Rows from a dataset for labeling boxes
* * * * *

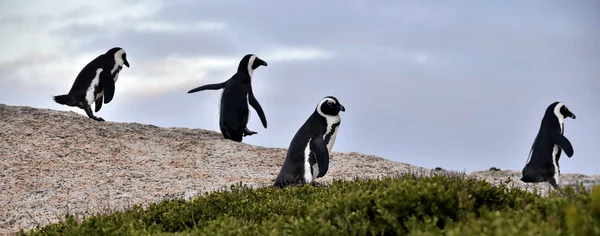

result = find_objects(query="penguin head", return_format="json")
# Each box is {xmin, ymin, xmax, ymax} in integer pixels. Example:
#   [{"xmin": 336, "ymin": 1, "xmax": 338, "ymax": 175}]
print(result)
[
  {"xmin": 548, "ymin": 101, "xmax": 576, "ymax": 119},
  {"xmin": 106, "ymin": 47, "xmax": 129, "ymax": 67},
  {"xmin": 316, "ymin": 96, "xmax": 346, "ymax": 116},
  {"xmin": 238, "ymin": 54, "xmax": 267, "ymax": 75}
]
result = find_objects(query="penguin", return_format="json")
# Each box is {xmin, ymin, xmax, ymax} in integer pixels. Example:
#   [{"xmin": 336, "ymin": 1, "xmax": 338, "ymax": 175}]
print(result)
[
  {"xmin": 53, "ymin": 47, "xmax": 129, "ymax": 121},
  {"xmin": 188, "ymin": 54, "xmax": 267, "ymax": 142},
  {"xmin": 521, "ymin": 101, "xmax": 575, "ymax": 189},
  {"xmin": 274, "ymin": 96, "xmax": 346, "ymax": 188}
]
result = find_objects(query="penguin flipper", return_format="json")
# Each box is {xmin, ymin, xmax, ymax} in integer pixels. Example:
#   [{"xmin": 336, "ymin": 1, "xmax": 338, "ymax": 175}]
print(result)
[
  {"xmin": 188, "ymin": 81, "xmax": 227, "ymax": 93},
  {"xmin": 248, "ymin": 89, "xmax": 267, "ymax": 129},
  {"xmin": 100, "ymin": 70, "xmax": 115, "ymax": 104},
  {"xmin": 94, "ymin": 96, "xmax": 104, "ymax": 112},
  {"xmin": 310, "ymin": 135, "xmax": 329, "ymax": 178},
  {"xmin": 552, "ymin": 133, "xmax": 573, "ymax": 157}
]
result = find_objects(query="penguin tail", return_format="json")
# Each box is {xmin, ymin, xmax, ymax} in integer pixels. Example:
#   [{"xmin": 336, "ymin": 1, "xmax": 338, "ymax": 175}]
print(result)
[{"xmin": 53, "ymin": 94, "xmax": 77, "ymax": 106}]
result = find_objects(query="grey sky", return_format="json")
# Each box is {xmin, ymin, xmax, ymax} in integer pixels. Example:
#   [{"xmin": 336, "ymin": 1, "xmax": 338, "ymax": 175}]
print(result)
[{"xmin": 0, "ymin": 0, "xmax": 600, "ymax": 174}]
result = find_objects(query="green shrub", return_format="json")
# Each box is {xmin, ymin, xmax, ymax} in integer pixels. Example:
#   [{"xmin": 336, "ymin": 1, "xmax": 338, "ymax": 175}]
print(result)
[{"xmin": 21, "ymin": 174, "xmax": 600, "ymax": 235}]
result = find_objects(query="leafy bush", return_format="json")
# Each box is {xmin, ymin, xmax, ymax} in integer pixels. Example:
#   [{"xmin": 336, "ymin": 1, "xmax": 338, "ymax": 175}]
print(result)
[{"xmin": 21, "ymin": 174, "xmax": 600, "ymax": 236}]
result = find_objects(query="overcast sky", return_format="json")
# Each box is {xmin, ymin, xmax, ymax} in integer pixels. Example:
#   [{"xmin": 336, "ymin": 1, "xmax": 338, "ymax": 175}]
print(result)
[{"xmin": 0, "ymin": 0, "xmax": 600, "ymax": 174}]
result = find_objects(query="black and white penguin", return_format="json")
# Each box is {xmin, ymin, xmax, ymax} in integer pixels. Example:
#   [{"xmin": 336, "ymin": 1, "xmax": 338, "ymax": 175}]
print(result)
[
  {"xmin": 274, "ymin": 96, "xmax": 346, "ymax": 188},
  {"xmin": 188, "ymin": 54, "xmax": 267, "ymax": 142},
  {"xmin": 521, "ymin": 102, "xmax": 575, "ymax": 189},
  {"xmin": 54, "ymin": 47, "xmax": 129, "ymax": 121}
]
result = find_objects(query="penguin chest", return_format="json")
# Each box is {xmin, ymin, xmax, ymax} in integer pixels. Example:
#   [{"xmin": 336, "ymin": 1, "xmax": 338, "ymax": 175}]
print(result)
[
  {"xmin": 110, "ymin": 64, "xmax": 123, "ymax": 83},
  {"xmin": 85, "ymin": 68, "xmax": 104, "ymax": 105},
  {"xmin": 552, "ymin": 145, "xmax": 560, "ymax": 184},
  {"xmin": 323, "ymin": 116, "xmax": 341, "ymax": 152},
  {"xmin": 303, "ymin": 139, "xmax": 319, "ymax": 183}
]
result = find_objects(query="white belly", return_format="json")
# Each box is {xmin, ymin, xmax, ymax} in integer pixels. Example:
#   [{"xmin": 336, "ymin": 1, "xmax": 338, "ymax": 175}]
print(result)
[
  {"xmin": 114, "ymin": 71, "xmax": 121, "ymax": 83},
  {"xmin": 304, "ymin": 139, "xmax": 319, "ymax": 183},
  {"xmin": 552, "ymin": 145, "xmax": 560, "ymax": 184},
  {"xmin": 323, "ymin": 126, "xmax": 339, "ymax": 155},
  {"xmin": 85, "ymin": 68, "xmax": 102, "ymax": 105}
]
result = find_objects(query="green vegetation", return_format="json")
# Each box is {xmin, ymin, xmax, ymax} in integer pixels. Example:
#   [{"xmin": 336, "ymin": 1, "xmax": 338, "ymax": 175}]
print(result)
[{"xmin": 21, "ymin": 174, "xmax": 600, "ymax": 236}]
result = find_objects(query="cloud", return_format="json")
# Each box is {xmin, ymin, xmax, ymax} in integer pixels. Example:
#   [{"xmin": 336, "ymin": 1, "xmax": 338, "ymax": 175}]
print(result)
[{"xmin": 0, "ymin": 0, "xmax": 600, "ymax": 175}]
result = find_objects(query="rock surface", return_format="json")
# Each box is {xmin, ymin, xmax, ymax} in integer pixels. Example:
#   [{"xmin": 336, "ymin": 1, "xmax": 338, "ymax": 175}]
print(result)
[{"xmin": 0, "ymin": 104, "xmax": 600, "ymax": 234}]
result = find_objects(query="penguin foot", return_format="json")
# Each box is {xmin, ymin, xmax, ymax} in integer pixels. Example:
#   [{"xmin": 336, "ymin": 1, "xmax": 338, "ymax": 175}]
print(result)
[
  {"xmin": 92, "ymin": 116, "xmax": 104, "ymax": 122},
  {"xmin": 243, "ymin": 128, "xmax": 258, "ymax": 137}
]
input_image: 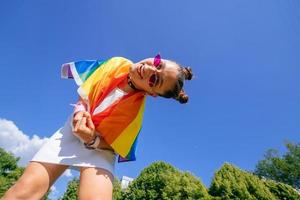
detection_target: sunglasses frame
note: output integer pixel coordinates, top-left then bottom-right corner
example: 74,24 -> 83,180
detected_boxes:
148,53 -> 161,88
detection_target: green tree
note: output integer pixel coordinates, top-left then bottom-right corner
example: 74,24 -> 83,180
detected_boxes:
60,178 -> 79,200
122,162 -> 210,200
209,163 -> 275,200
0,148 -> 24,198
254,142 -> 300,189
209,163 -> 300,200
263,180 -> 300,200
60,178 -> 121,200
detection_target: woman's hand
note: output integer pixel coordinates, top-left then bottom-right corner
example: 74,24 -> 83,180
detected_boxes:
73,111 -> 96,143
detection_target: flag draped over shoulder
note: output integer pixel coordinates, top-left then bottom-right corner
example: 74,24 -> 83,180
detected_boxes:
61,57 -> 145,162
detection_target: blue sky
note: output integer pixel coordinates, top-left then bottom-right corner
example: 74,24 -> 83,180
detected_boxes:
0,0 -> 300,198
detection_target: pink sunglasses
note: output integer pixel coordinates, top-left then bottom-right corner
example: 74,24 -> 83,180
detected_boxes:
148,54 -> 161,87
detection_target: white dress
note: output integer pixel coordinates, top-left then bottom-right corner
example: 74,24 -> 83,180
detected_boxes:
31,88 -> 126,174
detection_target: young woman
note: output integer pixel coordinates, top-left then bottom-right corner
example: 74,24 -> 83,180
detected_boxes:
3,55 -> 193,200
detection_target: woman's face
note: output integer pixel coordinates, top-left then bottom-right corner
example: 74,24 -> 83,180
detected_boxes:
129,58 -> 179,96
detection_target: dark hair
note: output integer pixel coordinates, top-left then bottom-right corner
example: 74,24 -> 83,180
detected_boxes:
160,65 -> 193,103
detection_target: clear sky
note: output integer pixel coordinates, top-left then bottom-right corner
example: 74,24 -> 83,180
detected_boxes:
0,0 -> 300,198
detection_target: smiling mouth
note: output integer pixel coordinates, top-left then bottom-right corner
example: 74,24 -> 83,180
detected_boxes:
137,65 -> 144,79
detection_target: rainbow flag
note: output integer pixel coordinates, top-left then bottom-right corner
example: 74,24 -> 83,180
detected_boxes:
61,57 -> 146,162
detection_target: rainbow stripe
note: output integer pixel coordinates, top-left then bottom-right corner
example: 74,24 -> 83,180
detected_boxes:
62,57 -> 145,162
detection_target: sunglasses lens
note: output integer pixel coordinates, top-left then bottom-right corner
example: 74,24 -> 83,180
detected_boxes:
149,74 -> 157,87
153,54 -> 161,67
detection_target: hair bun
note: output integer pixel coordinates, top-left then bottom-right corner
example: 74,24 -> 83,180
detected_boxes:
177,91 -> 189,104
183,67 -> 193,80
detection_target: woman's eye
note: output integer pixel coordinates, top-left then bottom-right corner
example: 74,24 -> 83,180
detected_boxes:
156,63 -> 162,69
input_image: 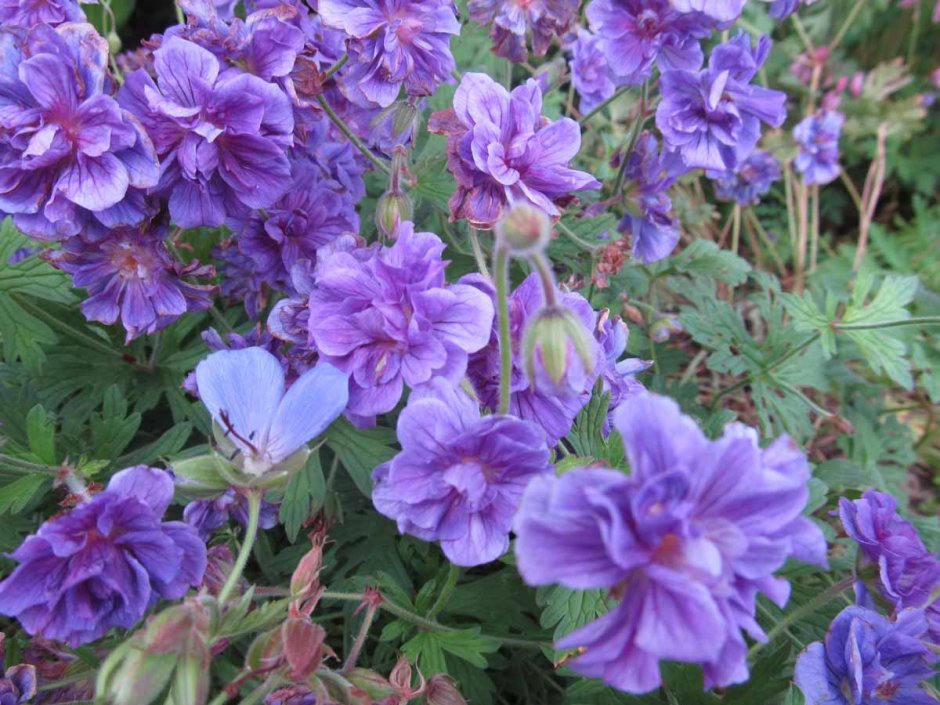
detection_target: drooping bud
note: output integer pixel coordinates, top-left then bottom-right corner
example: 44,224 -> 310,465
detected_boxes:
496,203 -> 552,256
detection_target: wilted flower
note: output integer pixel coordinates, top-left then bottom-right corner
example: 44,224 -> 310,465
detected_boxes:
0,23 -> 159,239
708,149 -> 780,206
372,380 -> 550,566
793,110 -> 845,184
795,607 -> 937,705
319,0 -> 460,108
47,224 -> 215,342
656,32 -> 787,170
428,73 -> 600,229
513,394 -> 826,693
196,348 -> 348,477
118,37 -> 294,228
309,222 -> 493,423
0,465 -> 206,647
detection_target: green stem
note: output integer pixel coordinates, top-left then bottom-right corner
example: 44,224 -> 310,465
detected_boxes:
317,95 -> 392,174
219,490 -> 262,605
493,245 -> 512,414
428,563 -> 460,619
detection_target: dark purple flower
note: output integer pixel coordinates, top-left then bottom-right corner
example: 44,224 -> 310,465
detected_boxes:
793,110 -> 845,184
428,73 -> 600,229
0,23 -> 159,239
466,274 -> 602,445
372,380 -> 551,566
181,484 -> 278,541
319,0 -> 460,108
119,37 -> 294,228
587,0 -> 716,84
513,394 -> 826,693
708,149 -> 780,206
0,465 -> 206,647
48,221 -> 215,342
795,607 -> 937,705
656,33 -> 787,171
467,0 -> 579,63
309,221 -> 493,421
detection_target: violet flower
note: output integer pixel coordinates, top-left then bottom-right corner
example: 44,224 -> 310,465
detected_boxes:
428,73 -> 600,229
467,0 -> 579,63
319,0 -> 460,108
118,37 -> 294,228
513,394 -> 826,693
372,379 -> 551,566
656,33 -> 787,171
0,465 -> 206,647
309,226 -> 494,423
0,23 -> 159,240
795,607 -> 937,705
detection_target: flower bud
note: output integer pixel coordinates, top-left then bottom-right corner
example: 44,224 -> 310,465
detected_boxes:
496,203 -> 552,255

* * * * *

== AIM ==
Count the lines of the material above that contain the string "flag", treating uppercase and lowercase as distinct. Give only the number.

== EXPECTED ANSWER ==
2